(Exercise): Retype the records word for word, from their first line through the line that contains "column 163, row 179".

-- Begin Material supplied --

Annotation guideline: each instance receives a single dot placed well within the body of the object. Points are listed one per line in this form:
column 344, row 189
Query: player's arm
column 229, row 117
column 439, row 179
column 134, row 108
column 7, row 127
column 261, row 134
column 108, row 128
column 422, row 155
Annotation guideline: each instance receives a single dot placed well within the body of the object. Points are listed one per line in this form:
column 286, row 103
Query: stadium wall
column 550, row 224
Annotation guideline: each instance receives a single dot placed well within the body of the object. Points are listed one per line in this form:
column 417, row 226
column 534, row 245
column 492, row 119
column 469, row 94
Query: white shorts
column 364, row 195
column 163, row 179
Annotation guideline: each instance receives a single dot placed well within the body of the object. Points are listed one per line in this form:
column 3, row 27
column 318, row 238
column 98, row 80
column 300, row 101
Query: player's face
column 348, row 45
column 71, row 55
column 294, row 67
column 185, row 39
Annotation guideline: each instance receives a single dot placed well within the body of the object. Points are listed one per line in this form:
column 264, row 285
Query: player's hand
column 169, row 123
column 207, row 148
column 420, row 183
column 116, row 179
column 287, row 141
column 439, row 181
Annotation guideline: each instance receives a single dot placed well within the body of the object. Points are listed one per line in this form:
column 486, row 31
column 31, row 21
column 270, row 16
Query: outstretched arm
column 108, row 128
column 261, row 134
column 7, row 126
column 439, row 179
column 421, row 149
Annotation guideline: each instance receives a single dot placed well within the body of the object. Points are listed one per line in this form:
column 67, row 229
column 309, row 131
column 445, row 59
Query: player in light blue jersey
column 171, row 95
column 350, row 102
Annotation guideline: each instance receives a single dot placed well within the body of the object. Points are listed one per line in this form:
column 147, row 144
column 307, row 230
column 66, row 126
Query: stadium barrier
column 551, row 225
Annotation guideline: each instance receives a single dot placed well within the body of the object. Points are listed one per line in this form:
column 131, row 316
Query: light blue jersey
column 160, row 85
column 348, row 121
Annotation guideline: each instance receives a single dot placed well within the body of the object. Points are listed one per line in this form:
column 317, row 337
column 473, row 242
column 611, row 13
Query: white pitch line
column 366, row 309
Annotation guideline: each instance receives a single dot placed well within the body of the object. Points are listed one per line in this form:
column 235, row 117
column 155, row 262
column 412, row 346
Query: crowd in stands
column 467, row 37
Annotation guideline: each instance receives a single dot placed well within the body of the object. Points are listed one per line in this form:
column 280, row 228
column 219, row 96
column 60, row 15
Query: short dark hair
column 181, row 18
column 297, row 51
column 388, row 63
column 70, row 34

-- End Material supplied --

(Response):
Annotation guideline: each instance receives a single dot placed well within the body of the object. Points are listed one per line in this form:
column 344, row 189
Query: player's arm
column 229, row 117
column 439, row 179
column 134, row 108
column 7, row 127
column 261, row 134
column 108, row 128
column 422, row 155
Annotation guideline: each instance receives a single dot placed well within the body of the object. Points are listed one per line in this form:
column 286, row 103
Query: stadium wall
column 550, row 224
Annotation guideline: each instance receives a single dot placed well within the body of the object. Points are listed one per line in this form:
column 417, row 226
column 534, row 245
column 492, row 119
column 469, row 94
Query: white shorts
column 364, row 195
column 163, row 179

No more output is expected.